Written problem: Recast the listing below as a CSV with two columns headed "instruction" and "output". Give one row per item, holding its text and its answer, each in a single double-quoted field with line breaks replaced by spaces, and omit the pictures.

Extracted data entries:
━━━━━━━━━━━━━━━━

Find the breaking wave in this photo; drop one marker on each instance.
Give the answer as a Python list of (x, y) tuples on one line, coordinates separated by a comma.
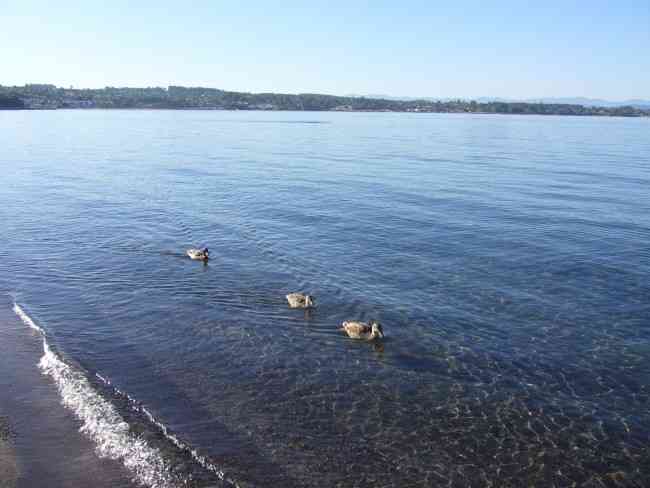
[(103, 424)]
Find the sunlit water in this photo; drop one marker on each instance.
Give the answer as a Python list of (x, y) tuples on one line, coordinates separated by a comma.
[(508, 259)]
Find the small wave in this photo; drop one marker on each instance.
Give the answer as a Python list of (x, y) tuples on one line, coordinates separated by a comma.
[(202, 460), (100, 420)]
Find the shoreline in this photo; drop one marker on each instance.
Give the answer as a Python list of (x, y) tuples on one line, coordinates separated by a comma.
[(9, 469), (39, 437)]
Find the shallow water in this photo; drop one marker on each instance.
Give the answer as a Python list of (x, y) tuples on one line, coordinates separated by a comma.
[(507, 257)]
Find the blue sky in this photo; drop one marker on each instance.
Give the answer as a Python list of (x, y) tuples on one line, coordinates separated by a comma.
[(463, 49)]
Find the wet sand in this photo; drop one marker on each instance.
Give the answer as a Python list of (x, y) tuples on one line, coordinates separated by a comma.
[(40, 442), (8, 461)]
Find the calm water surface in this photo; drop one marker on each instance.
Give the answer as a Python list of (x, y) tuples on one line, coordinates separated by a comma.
[(508, 259)]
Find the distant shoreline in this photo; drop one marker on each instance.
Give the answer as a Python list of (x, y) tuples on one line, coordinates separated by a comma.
[(51, 97), (198, 109)]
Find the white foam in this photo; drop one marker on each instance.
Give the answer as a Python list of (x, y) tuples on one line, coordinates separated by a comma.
[(27, 320), (100, 420)]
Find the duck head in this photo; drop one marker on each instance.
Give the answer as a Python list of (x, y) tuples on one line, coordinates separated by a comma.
[(377, 330)]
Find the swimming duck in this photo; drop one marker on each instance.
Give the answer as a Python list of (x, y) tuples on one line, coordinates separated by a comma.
[(362, 330), (199, 254), (300, 300)]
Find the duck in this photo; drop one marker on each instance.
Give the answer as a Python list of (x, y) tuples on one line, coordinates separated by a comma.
[(362, 330), (199, 254), (300, 300)]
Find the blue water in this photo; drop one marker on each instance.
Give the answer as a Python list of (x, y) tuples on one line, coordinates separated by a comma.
[(507, 258)]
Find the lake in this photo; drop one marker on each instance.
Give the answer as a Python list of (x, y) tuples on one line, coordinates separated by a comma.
[(507, 258)]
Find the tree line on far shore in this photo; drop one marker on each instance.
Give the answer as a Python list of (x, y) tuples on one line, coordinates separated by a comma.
[(177, 97)]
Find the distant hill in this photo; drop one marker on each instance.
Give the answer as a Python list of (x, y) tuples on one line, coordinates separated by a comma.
[(587, 102), (49, 97)]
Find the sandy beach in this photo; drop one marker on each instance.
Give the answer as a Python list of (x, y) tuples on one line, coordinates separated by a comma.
[(40, 442), (8, 461)]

━━━━━━━━━━━━━━━━

The output:
instruction,output
"Find the breaking wave in this photo; drop one marker on each instance. Give the answer as a Python list of (x, y) tuples on one line, coordinates separated by a comma.","[(103, 424)]"
"Find the sunlit water in this photo; drop one marker on each instance. Give the answer as a Python list of (x, y) tuples on one line, coordinates separated by a comma.","[(508, 259)]"
"Find the small wave in this photo; drop one marker on each instance. Give the answer as a Python list of (x, y) tuples on one line, coordinates separated by a comma.","[(202, 460), (100, 420)]"
"Find the shoreline in this photo; drop one marker on each instance. Give the answer as a Python list of (x, y) tuples on one line, coordinates separated by a comma.","[(9, 469), (39, 437)]"
"Find the shallow water in this photo; drop one marker on each instance. Give the answer as a Python list of (x, y) tuples on one line, coordinates separated by a comma.","[(507, 257)]"
"Find the blue sky in this photo; drop one marker on each instance. Give the answer as a Python list of (x, y) tuples on one line, coordinates separated by a comma.","[(463, 49)]"
"Find the wet sand in this photo; drop one marker on each instance. Give the answer as a Python list of (x, y) tuples on one line, coordinates separated by a comma.","[(40, 442), (8, 461)]"
"Find the calm water surface in this photo; drop one marker on each instance. Give the answer as a Python list of (x, y) tuples on one line, coordinates separated by a comma.","[(508, 259)]"
"Find the distant shoreline in this photo; drop one marker on each instance. Give the answer as a Python list of (x, y) tuples on one line, coordinates separated by a comma.","[(51, 97), (198, 109)]"
"Find the white foam in this photo; drop one marker on each instance. Give the answer as a Python list of (x, y) tuples on one line, coordinates separated by a comma.","[(27, 320), (100, 420)]"
"Find the duck head in this photo; drop one marker on each instance. Give the answer as a Python list of (x, y) tuples on one line, coordinates separated by a comma.","[(377, 330)]"
"Find the swimming duck in this photo; drop one marker on each instance. Give the answer as a Python list of (x, y) tuples on one line, coordinates separated by a comma.","[(362, 330), (199, 254), (300, 300)]"
"Find the duck in this photo; drop one marker on each instance. Give the answer as a Python list of (x, y) tuples on one line, coordinates separated by a comma.","[(362, 330), (199, 254), (300, 300)]"
"Find the blue water in this photo; drop one marker on each instance. Give the answer as a Python list of (x, y) tuples on one line, coordinates separated by a comma.","[(507, 258)]"
"Find the lake in this photo; drop one marker on each instance. Give the answer as a Python list of (x, y) tuples on one line, coordinates separated by a comma.","[(507, 258)]"
"Find the tree line on far shore in this photo; drop one marker on each instance. Give the answer as a Python list of (x, y) tuples on one line, coordinates separated by a comma.","[(177, 97)]"
"Find the distant hill in this photo; drop one marker on each instance. Give the answer as a Python list of (x, y) tuples on one line, coordinates separated by a comma.","[(587, 102), (49, 97)]"
"Find the sandy beach in this photo; drop one marker on each instance. Give the answer as a Python list of (x, y) tuples on one line, coordinates separated by a comma.","[(40, 442), (8, 461)]"